== 本文 ==
現実な人生を考えるとき、自分達はそんなお目出度い要求を人生に対して持つ人々を軽蔑したくなる。然し、そう云って、自分はジュードの作者を尊敬する気持になれないことは、前者におとらない。(手際よく、書く位のことはヴァイオリンを稽古するのと同じで、四、五十年もやっていれば、皆相当になるのだ。)間違った「ゆがみ」で人生から、自分に都合のいゝような材料しか拾いあげないハアディなのだ。「頸飾」の作者モウパッサンも自分はそう考えている。勿論事実に於て、人生はたえざる循環小数である、四を三で割ってゆくと、永久に一、三三三……だ、然し人間は何時でもいつか四でも立つんではないか、と思ってゆくものだ。この気持! これさえハアディが知っていてくれたら。モウパッサンよ、「人生は本来として絶望的なものだ」かもしれない、然し、そこを生きてゆく人間自身にとって、そうとばかしは感じられないのだ。このことを知っていてくれたら! そして如何なる人も、御身達の小説の主人公のように惨めでないのだ。
(人の性は善か悪か。物の価値は主観によってか、客観によってか?……この事について絶えざる論議がされてきている。人はある一つのものを解決するのに必ず「白」と云わなければならない。そしたら他の一人は必ず「黒」と云わなければならない。然し誰かゞ「白と黒」と云ったら、その人は「妥協」したとか「折衷者」だとか云われる。経済価値論上のリカードとマルクス、そして「鉄の両刃」のマーシャル。学者は、真理を発見するために苦心する、と云うよりは、誰かゞ「白」と云ったから、自分はどうしても「黒」と云わなければならない、どうしたら、……とそれを考えるためのものなのだ。そうとしか考えられない。そしてこの事はジュードとアリョーシャにぴったり同じ型を見るのである。)
人生が愉快ならざる存在であると見たことに於てはドストとハアディは同じであった(かも知れない。)然し、その次にはもう二人はまるっきり違っている。「だから……」(この「だから」は二様の重大な意味をもっている。)だから、そこに何物かを――よりよき存在を創造するためにアリョーシャをもって来なければならない、と考える。(そして又)だから、どうせこの世はどうにもならない、救のないものなのだ、ということを知らせるために、ジュードを作らなければならないと思う――この二つなのだ。「光と闇の文学」が生れる。ハアディがドストを見たら、「お目出度い奴だ!」と笑う。ドストがハアディを見たら、じっとその顔をみて、それから悲しそうに眉をひそめて、その前を立ち去るであろう。ハアディは利口者だ、そしてドストはどんなことをしでかすかも知れない「大馬鹿者」だ。
然し、ジュウドとアリョーシャを頂点として、外の道を歩んだ人を自分は考えよう。自分は、長い長い受難の旅のあとで、こうつぶやいた一人の詩人を知っている。
――暗は何処から。
――光そのものから……でなければ私は分らない。
――それは、じゃ多分ほんの影であったのだ。影には光がつきものだから。しかし暗には光が必要でない。
――もうお止め、いつまで経ってもきりがない。
(ストリンドベルク)
そして、その詩人は道を「ダマスクスへ」選んだのだ。「もうお止め、いつまで経っても切がない」。自分はその詩人の「山猫」のような額に始めて「あきらめ」の深い皺がよったのを見ることが出来るのである。

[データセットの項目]

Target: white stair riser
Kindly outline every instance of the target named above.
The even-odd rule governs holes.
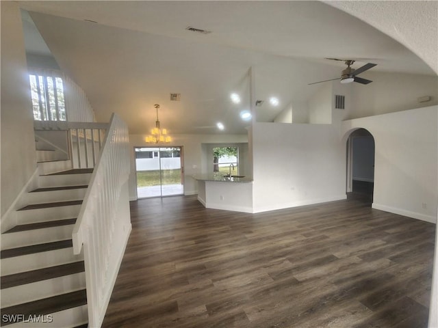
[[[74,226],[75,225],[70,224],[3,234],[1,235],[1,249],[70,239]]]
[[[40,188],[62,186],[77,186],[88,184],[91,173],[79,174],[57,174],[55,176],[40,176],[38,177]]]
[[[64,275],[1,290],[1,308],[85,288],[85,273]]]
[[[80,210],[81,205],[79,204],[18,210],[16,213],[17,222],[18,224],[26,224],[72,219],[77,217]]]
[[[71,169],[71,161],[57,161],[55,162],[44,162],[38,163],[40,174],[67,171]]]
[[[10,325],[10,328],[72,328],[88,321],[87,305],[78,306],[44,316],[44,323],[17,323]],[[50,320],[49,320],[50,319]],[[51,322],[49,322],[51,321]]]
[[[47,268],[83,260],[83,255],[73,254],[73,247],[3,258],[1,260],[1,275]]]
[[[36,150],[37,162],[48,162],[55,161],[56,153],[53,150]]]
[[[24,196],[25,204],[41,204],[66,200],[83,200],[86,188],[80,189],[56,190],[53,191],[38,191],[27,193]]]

...

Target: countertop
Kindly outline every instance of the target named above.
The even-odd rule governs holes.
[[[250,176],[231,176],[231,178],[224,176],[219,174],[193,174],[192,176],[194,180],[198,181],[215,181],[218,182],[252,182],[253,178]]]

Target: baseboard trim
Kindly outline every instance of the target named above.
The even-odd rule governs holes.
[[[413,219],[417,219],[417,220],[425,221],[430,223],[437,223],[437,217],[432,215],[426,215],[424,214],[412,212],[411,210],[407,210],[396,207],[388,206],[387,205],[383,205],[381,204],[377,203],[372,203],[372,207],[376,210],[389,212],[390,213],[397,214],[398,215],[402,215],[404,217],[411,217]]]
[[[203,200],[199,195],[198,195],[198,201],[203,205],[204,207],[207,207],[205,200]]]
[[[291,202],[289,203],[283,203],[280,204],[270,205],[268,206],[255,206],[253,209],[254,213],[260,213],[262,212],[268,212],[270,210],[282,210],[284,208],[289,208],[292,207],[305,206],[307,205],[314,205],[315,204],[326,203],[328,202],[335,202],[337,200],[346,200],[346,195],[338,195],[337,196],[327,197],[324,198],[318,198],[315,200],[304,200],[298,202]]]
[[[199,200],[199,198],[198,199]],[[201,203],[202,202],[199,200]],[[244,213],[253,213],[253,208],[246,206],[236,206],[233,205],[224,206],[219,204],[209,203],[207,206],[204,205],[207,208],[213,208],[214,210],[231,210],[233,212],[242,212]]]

== 次の課題 ==
A) ジュードとアリョーシャを論じた本文では、ドストとハアディは人生をどう見た点で同じであったとされていますか？
B) ジュードとアリョーシャを論じた本文の最後の文に続けて、その先を書いてください。

== 課題別の解答 ==
A) 人生が愉快ならざる存在であると見た点です。

B)
が、更に、自分は「第九シンフォニー」の第四楽章の初めの、あの荘重にひゞくコントラバスの如く、イヤもっと強く、高くひゞく一つの言葉を知っている。
――幸福は不幸を必要とする。吾々が存在するのは影のお影です。吾々は絶対の幸福を夢みるような、馬鹿げた抽象事について夢見てはならない。(そして)、「人間はそれぞれ一つの全真理である」真理を有するという事は然し悲哀を変じない。悲哀は歓喜と同じく絶対である。(そして)、生の狂熱をのぞいて地獄もなく煉獄もない。
「地獄(インフェルノー)」の作者は、だから「光明(クラルテ)」の作者に当然なって行かなければならない。けれどもその前に、自分達は一人の辿った道をふりかえってみなければならないであろう。その社会改造家は社会のために働いた、然しそのために一人の不幸者も減らなかったことを見た。一人は一人の肩に足をかける。と他の一人はその一人の肩に足をかける。それで今度は絶望のふちに沈まんとしているたった一人の者を助けようとする。それも駄目。そしてその生涯の最後にその老社会改造家はこう考えている――
凡ての賢い連中がやってくる。夢想者よ、と彼等は云う。夢想者に現実は分らない。論より証拠ではないか。
信仰! 信仰は我等を救う。しかし何を信ずるのか。全能全智でありながら世界をこんな風に放任している支配者たる神をか。あゝ然し偉人は曾つて生きていた。彼が生きていたという事実は汝にとって一つの慰安にならないか。お前は刃と血と金銭と背信とをもっているユダの族のみを今まで見ていたのだ。
――勿論その偉人達は夢想家だった、しかし今日地上に常闇のないのは彼等の賜物だったのだ。
……(ポーヤー)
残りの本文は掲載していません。